#### QUELLAUSZUG

§

Das fängt schon mit der Lüge an, der russische Einmarsch in die Ukraine habe den Krieg nach Europa zurückgebracht, also so tuend, als hätte es nicht einen Jugoslawien-Krieg des Westens gegeben. Der ist gar erst erwähnenswert, weil einer der als gut apostrophierten Seite, des Westens. Der Krieg des Russen als Kennzeichen eines politischen Psychopathen Putins soll so einen einmaligen schlechten Stellenwert einnehmen. „Imperialistische Obsession“ hat der Russen-Hetzer als entpolitisierende, psychologische Kategorisierung dafür parat.
Wirtschaftskrise,
Geldentwertung,
Knappheitskrise: auch dies ginge einseitig als Schuldfrage aufs
Konto eines einzigen Mannes. Da kann man mal eben vergessen, welche
Rolle die Gegenseite darin einnimmt, die nämlich als
Gegenkriegsprogramm auf ihre Fahnen geschrieben hat, die einst
eingerissenen geschäftlichen Beziehungen zu Russland, als Waffe in
einem Wirtschaftskrieg zur ökonomischen Ruinierung des Putin-Staates
einzusetzen - worüber die Wirtschaftssanktionierer durchaus
schädliche Rückwirkungen auf ihre eigenen Ökonomien einkalkuliert
haben, wenn der umfangreiche Rückgriff auf billiges Russengas
gekappt wird und an dessen Stelle teurerer und damit die
Geschäftsrechnungen der eigenen Kapitalisten durcheinanderbringender
Ersatz her soll.

§

#### GEGEBENE EINTRÄGE
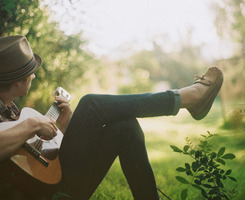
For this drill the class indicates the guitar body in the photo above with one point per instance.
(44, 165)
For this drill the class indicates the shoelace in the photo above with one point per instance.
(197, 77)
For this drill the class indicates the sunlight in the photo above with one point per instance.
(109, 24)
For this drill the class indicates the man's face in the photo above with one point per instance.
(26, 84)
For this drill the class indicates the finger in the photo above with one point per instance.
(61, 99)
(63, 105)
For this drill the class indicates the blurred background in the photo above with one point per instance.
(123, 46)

§

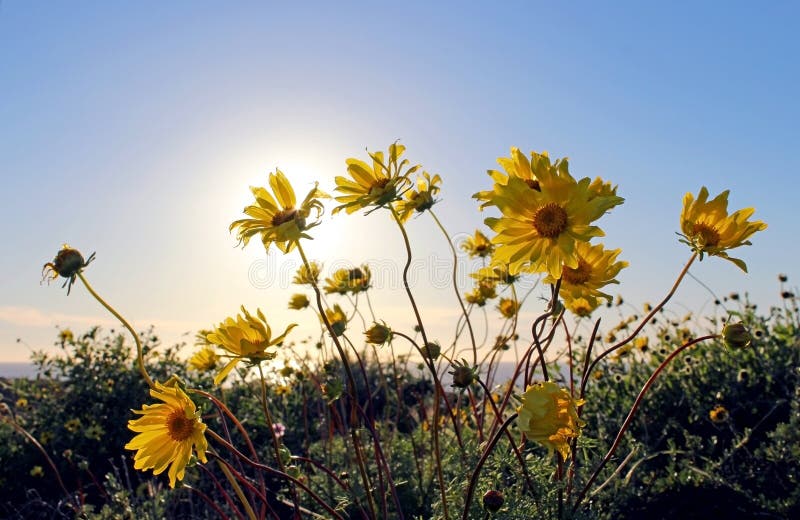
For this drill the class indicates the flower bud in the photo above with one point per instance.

§

#### ZIELSETZUNG
Reproduzieren Sie aus dem Quellauszug die Passage zwischen „Das fängt schon“ und „Kategorisierung dafür parat.“, beide Grenzen eingeschlossen, in unveränderter Form.

#### AUSGABE
Das fängt schon mit der Lüge an, der russische Einmarsch in die Ukraine habe den Krieg nach Europa zurückgebracht, also so tuend, als hätte es nicht einen Jugoslawien-Krieg des Westens gegeben. Der ist gar erst erwähnenswert, weil einer der als gut apostrophierten Seite, des Westens. Der Krieg des Russen als Kennzeichen eines politischen Psychopathen Putins soll so einen einmaligen schlechten Stellenwert einnehmen. „Imperialistische Obsession“ hat der Russen-Hetzer als entpolitisierende, psychologische Kategorisierung dafür parat.